>> begin

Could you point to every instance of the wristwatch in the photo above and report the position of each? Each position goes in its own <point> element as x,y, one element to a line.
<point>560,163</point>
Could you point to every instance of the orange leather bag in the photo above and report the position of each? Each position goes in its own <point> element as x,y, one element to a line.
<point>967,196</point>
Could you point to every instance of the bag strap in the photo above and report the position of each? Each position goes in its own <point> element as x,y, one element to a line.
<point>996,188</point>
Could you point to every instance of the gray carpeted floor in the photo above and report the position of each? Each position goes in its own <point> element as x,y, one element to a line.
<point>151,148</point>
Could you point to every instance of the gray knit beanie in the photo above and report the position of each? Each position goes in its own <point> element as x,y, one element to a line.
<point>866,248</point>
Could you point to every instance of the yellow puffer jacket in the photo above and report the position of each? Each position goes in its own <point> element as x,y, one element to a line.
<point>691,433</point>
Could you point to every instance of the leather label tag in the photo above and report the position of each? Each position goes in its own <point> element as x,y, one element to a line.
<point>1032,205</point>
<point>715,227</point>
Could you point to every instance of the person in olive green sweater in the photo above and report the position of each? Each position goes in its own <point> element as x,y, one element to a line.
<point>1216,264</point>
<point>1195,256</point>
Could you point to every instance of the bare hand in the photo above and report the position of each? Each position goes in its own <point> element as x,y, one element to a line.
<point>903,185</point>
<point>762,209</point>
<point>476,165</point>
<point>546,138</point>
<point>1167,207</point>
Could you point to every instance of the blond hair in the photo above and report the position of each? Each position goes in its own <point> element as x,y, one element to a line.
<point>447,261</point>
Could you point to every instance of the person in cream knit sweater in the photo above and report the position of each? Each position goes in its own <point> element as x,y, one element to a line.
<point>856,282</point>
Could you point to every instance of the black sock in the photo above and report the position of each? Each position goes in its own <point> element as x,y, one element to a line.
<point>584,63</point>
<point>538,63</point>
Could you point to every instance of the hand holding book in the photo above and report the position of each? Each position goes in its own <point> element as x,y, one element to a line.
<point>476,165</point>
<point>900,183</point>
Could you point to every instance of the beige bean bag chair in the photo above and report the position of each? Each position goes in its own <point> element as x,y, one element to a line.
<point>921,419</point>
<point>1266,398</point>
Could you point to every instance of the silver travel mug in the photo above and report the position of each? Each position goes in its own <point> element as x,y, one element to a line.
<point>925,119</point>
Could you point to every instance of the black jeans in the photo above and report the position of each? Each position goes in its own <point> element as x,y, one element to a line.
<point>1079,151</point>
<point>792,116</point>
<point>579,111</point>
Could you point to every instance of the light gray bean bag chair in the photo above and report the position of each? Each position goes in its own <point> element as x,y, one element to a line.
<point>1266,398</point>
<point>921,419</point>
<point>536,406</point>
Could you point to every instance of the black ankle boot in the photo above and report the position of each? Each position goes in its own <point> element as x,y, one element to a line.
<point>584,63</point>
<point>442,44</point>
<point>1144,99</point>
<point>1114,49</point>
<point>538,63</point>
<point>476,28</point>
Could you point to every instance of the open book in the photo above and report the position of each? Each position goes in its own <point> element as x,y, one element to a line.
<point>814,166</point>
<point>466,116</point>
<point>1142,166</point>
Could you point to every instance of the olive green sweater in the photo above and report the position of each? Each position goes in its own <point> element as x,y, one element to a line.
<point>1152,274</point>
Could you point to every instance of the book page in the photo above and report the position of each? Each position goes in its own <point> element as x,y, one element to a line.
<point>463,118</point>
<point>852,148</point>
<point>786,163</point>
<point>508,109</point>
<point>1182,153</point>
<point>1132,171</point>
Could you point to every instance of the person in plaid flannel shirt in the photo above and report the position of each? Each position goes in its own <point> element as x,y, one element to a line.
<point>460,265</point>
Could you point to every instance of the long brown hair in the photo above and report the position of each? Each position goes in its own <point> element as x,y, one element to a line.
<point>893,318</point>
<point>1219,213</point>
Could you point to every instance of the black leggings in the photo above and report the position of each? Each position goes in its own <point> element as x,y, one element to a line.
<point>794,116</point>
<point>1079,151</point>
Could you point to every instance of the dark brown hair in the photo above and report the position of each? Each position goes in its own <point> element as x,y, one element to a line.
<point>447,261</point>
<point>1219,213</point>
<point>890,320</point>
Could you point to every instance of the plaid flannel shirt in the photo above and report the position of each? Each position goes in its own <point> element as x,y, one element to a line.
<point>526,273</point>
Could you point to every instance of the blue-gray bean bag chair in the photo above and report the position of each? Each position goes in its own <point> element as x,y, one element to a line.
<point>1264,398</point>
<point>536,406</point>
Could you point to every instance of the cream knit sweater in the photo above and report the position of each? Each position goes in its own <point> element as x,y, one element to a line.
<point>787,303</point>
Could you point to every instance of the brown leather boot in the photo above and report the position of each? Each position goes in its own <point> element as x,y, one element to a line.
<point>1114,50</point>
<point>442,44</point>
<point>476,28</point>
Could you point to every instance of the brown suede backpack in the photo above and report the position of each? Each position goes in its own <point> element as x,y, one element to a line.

>> end

* Exercise task: Repeat every entry exactly, please.

* Exercise response:
Could you point to every instance of the wristwatch in the photo above and report the position of each? Each position goes in its own <point> element as x,y, one element to a line.
<point>560,163</point>
Could you point to every instance of the orange leather bag in the photo above and report the position of each? Each position goes in its own <point> element as x,y, one element to a line.
<point>967,196</point>
Could you point to every instance of the bag strap in the photo above and report the position of each? Each position goes in its own <point> element as x,y, one element to a line.
<point>996,188</point>
Could you point to every instance of the gray carpeted floor in the photo above and report the position of each? Each position goes in its own <point> element as x,y, one element to a line.
<point>151,148</point>
Could you point to every instance of the gray knit beanie in the photo above and report the position of each? Each position goes in its own <point> element as x,y, one element to a line.
<point>866,248</point>
Could you point to every instance of the yellow puffer jacket in the photo above and report the position of each? Each position goes in its own <point> element as x,y, one element to a line.
<point>691,433</point>
Could you point to every instance of the leather label tag in the photo above and report the position of each? Each position goes in its own <point> element as x,y, one element to a line.
<point>1032,205</point>
<point>715,227</point>
Could you point to every instance of the person in olive green sweater in the photo above and report the position of each? Each position goes in its own <point> element as x,y, one element to a line.
<point>1216,264</point>
<point>1195,256</point>
Could you point to every instance of the bare hand in the photo above and report the position of each? Each position goes in its own <point> element as x,y, one element to a line.
<point>903,185</point>
<point>762,209</point>
<point>476,165</point>
<point>546,138</point>
<point>1167,207</point>
Could you point to every instance of the blond hair in the photo above and report the position of each? Each position goes in its own <point> element as x,y, one element to a line.
<point>447,261</point>
Could you point to every instance of the person in cream knit sweater in the photo above and report the position of each? Each position goes in its own <point> element as x,y, one element to a line.
<point>856,282</point>
Could you point to every instance of the black sock in the photo above and report the position of each? Each position goes in its own <point> element as x,y, one element to a line.
<point>584,63</point>
<point>538,63</point>
Could you point to every instance of the hand holding book in the photo above and report the position of each? Each position goes in its own <point> element as x,y, one element to a line.
<point>476,165</point>
<point>900,183</point>
Could you point to every instance of the beige bean bag chair in the photo above and report the position of each? Each position goes in its own <point> element as x,y, one element to a line.
<point>921,419</point>
<point>1266,398</point>
Could you point to every instance of the silver travel mug in the photo above and report the position of each? Each position goes in its own <point> element as x,y, one element to a line.
<point>925,119</point>
Could you point to every instance of the black jeans in the photo above and report the position of each? Each position goes in its own <point> element as x,y, one element to a line.
<point>1079,151</point>
<point>792,116</point>
<point>579,111</point>
Could you point to every instance of the light gray bean bag chair in the photo above and report the position of each? Each position goes in its own <point> element as x,y, one element to a line.
<point>1266,398</point>
<point>921,419</point>
<point>536,406</point>
Could you point to every instance of the black ankle boot in the photo above and report the position of each? Each position goes in its own <point> element as x,y, one element to a line.
<point>584,63</point>
<point>442,44</point>
<point>1144,99</point>
<point>1114,49</point>
<point>538,63</point>
<point>476,28</point>
Could you point to every instance of the open book in the photo above and report the position of each? Each position goes in its own <point> element as x,y, one element to a line.
<point>814,166</point>
<point>466,116</point>
<point>1142,166</point>
Could you point to every instance of the olive green sweater in the photo above and report the position of each? Each position goes in its own <point> element as x,y, one element to a line.
<point>1152,274</point>
Could you point to every instance of the book page in the photo above and report the position of each? Each position goes in its own <point> element as x,y, one element to a line.
<point>463,118</point>
<point>852,148</point>
<point>786,163</point>
<point>508,109</point>
<point>1182,153</point>
<point>1132,171</point>
Could you point to every instance of the person in plaid flannel shirt in the photo above and report the position of each? Each position goes in its own <point> element as x,y, one element to a line.
<point>460,265</point>
Could you point to every instance of the long brown hair in the photo above and report the position of each? Each position goes in its own <point> element as x,y, one element to a line.
<point>893,318</point>
<point>1219,213</point>
Could you point to every instance of the black leggings in the photo above and report the position of each? Each position goes in its own <point> element as x,y, one element to a line.
<point>794,116</point>
<point>1079,151</point>
Could you point to every instance of the dark brown hair in the photo above and report the position of each? Each position goes in its own <point> element as x,y, one element to a line.
<point>447,261</point>
<point>1219,213</point>
<point>890,320</point>
Could you point to every instance of the plaid flannel shirt in the photo above and report the position of each? Each position goes in its own <point> element as x,y, one element to a line.
<point>526,273</point>
Could you point to every instance of the blue-gray bean bag chair in the photo above and report the position of each? Each position goes in its own <point> element as x,y, one element to a line.
<point>1264,398</point>
<point>536,406</point>
Could you point to every instance of the cream knit sweater in the photo above and report the position of each? Each position goes in its own <point> element as x,y, one element to a line.
<point>787,303</point>
Could you point to every instance of the brown leather boot in the photo above and report the position of each? Each position goes in its own <point> element as x,y, one element to a line.
<point>1114,50</point>
<point>442,44</point>
<point>476,28</point>
Could you point to every instance of the brown suede backpack in the photo above and report the position of each? Each position goes in its own <point> element as x,y, one element to a line.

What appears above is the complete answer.